Entries for labeling object positions
※ ※ ※

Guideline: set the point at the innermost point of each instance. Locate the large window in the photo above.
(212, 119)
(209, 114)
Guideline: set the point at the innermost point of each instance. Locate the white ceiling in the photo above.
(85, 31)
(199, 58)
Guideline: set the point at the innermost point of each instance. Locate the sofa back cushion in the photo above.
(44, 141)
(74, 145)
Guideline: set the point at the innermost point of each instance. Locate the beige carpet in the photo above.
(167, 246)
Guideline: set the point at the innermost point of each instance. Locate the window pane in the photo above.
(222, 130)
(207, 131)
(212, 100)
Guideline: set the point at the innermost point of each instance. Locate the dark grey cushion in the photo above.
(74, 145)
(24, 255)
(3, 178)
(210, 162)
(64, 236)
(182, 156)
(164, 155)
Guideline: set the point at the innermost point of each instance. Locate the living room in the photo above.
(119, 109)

※ ※ ※

• **PROBLEM REQUIREMENTS**
Render all of the items above as a numbered list, leaving out any blank lines.

• **RESULT FOR THIS TASK**
1. Guideline: set the point at the innermost point of each instance. Locate the large window in the photo above.
2. (212, 119)
3. (209, 114)
4. Guideline: set the point at the innermost point of each instance. Locate the white ceiling in the photo above.
5. (85, 31)
6. (199, 58)
7. Guideline: set the point at the innermost point of each instance. Locate the sofa back cushion in the photo above.
8. (44, 141)
9. (74, 145)
10. Guideline: set the point at the innermost point of each instance. Locate the beige carpet in the photo above.
11. (167, 246)
12. Guideline: set the point at the innermost point of each instance. Locate the window pane in the photo above.
13. (222, 130)
14. (207, 131)
15. (212, 100)
16. Guideline: set the point at the innermost point of each instance. Locate the dark grey cushion in the photo above.
17. (74, 145)
18. (24, 255)
19. (3, 178)
20. (210, 162)
21. (64, 236)
22. (182, 156)
23. (164, 155)
24. Guideline: set the point at the innermost point of each instance. Locate the living room in the photo above.
25. (119, 109)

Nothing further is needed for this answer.